TUJUAN LATIHAN:
Kutip setiap baris dari catatan di bawah yang memuat kata "instance". Huruf besar dan kecil dibedakan.

DATA YANG DIBERIKAN:
▬▬▬▬▬▬

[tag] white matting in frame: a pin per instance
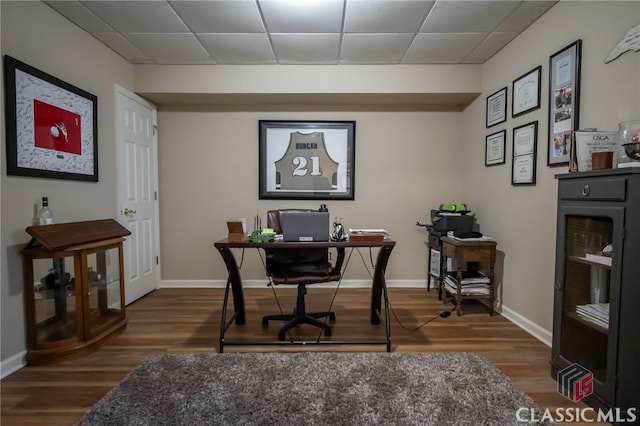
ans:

▬▬▬▬▬▬

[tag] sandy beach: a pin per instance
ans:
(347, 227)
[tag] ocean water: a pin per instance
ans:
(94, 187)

▬▬▬▬▬▬

TUGAS SELESAI:
[tag] white matting in frame: a pin per instance
[tag] sandy beach: a pin per instance
[tag] ocean water: a pin per instance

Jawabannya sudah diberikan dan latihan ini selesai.